# Aim of the task
Pull out every line below that contains the string "rule" and copy each one unchanged.
* begin Stored rows *
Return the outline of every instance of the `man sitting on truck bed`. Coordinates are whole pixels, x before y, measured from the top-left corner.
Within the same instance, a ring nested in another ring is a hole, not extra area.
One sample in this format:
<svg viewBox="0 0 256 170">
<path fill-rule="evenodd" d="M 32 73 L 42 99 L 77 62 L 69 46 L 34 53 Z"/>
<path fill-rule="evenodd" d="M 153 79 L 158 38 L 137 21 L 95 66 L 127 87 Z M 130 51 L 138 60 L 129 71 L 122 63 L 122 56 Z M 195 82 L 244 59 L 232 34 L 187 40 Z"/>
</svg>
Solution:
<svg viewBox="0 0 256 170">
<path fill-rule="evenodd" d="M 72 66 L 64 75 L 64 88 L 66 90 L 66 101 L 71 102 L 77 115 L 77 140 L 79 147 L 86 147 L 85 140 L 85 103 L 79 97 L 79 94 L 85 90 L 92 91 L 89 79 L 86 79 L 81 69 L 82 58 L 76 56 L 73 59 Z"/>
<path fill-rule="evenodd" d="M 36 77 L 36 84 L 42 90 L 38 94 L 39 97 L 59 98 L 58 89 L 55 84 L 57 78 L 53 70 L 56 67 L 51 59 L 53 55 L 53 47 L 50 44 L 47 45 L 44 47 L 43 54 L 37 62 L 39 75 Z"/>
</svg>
* end Stored rows *
# Answer
<path fill-rule="evenodd" d="M 32 73 L 42 99 L 77 62 L 69 46 L 34 53 Z"/>
<path fill-rule="evenodd" d="M 153 79 L 158 38 L 137 21 L 95 66 L 127 87 Z M 130 51 L 138 60 L 129 71 L 122 63 L 122 56 Z M 195 82 L 244 59 L 232 34 L 187 40 Z"/>
<path fill-rule="evenodd" d="M 72 66 L 64 75 L 64 88 L 66 90 L 66 101 L 71 102 L 77 115 L 77 140 L 79 147 L 86 147 L 85 140 L 85 103 L 79 97 L 79 94 L 85 90 L 92 91 L 89 79 L 86 79 L 81 69 L 82 58 L 76 56 L 73 59 Z"/>
<path fill-rule="evenodd" d="M 36 77 L 36 84 L 42 90 L 38 94 L 39 97 L 59 98 L 58 89 L 55 84 L 57 78 L 53 70 L 56 67 L 51 59 L 53 55 L 53 47 L 50 44 L 47 45 L 44 47 L 43 54 L 37 62 L 39 75 Z"/>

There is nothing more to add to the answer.